» Instruction 1
In the thread on source-address spoofing, roughly what share of the Internet can still spoof source addresses?
» Instruction 2
Please continue the thread on source-address spoofing from the point where it stops.

Well, no. Smart toaster is going to be just fine. And that's the core of the
problem here. Much like it is the case with polluting diesel cars, owners are
reasonable happy with their purchase and simply unaware of any problem
(until/unless product is recalled). And even being aware, there is very little
incentive for owners to address the issue of their property subtly
contributing to harming somebody else.

And same again with much-needed BCP-38. It adds very, very little value to the
ISP who implements it, so many never bother to. Yet less-then-universal roll-
out of BCP-38 hurts Internet as a whole.

------
mhandley
The idea Geoff presents, of whitelisting the source addresses of the 8000 or
so most frequently used recursive nameservers, and giving them priority
service, is a good one, and should help. However, something like 20% of the
Internet can still spoof source addresses. That 20% can spoof whitelisted DNS
server source addresses, so end up in the priority queue.

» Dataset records
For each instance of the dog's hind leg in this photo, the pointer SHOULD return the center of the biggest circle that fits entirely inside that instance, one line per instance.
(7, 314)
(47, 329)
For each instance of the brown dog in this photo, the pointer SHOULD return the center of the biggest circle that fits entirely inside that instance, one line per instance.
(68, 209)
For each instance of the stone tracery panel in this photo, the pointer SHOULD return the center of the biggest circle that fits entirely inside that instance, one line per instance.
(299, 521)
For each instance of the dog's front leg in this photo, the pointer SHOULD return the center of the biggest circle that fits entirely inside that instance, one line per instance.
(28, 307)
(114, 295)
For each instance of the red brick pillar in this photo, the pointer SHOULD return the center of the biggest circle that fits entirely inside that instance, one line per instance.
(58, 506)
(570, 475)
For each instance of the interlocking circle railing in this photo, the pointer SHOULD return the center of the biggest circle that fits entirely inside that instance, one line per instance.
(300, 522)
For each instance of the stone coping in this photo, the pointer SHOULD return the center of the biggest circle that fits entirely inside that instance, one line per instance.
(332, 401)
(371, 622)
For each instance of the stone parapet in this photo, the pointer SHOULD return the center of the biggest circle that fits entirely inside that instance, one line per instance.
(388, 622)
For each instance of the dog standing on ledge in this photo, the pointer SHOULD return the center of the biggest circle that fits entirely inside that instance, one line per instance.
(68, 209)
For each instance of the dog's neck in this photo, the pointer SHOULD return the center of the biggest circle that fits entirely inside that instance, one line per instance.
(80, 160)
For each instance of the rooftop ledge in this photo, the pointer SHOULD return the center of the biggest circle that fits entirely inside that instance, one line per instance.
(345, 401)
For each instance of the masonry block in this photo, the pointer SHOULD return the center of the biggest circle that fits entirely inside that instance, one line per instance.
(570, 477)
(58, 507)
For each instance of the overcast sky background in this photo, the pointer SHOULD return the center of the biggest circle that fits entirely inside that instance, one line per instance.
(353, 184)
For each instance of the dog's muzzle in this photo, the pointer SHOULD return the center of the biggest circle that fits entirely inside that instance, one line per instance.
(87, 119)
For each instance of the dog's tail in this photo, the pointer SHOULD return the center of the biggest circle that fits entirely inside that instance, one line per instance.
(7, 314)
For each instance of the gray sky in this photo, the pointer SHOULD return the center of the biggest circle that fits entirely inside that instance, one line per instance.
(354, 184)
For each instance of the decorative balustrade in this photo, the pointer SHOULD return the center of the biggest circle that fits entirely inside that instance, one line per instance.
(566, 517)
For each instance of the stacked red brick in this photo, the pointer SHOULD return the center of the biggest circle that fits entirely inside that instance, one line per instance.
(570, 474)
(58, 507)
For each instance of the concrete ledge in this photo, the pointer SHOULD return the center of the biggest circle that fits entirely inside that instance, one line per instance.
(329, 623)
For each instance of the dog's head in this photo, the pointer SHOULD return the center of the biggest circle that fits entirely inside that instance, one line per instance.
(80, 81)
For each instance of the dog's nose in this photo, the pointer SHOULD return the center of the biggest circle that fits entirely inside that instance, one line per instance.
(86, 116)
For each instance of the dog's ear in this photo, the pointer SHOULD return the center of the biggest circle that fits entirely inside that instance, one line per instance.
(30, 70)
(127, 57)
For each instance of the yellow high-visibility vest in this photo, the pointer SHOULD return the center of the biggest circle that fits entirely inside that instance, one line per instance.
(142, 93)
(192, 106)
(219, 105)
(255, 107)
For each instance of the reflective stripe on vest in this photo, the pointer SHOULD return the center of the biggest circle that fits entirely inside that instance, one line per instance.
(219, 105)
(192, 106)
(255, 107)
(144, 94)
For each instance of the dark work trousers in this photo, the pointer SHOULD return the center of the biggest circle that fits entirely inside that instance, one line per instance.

» Exercise result 1
Something like 20%.

» Exercise result 2
An interesting question is how many of the bots in these IOT-based botnets are
behind home NATs - if it's most of them, then even if their ISP allows
spoofing, the IOT device won't be able to spoof. However, it does make it all
the more important as IPv6 rolls out that BCP 38 is enforced.

------
metafunctor
The idea given in the talk is simple: keep a whitelist of known recursive name
servers who have behaved well in the past. Serve requests coming from these
known good IPs with a high priority. Serve all other requests with a lower
priority.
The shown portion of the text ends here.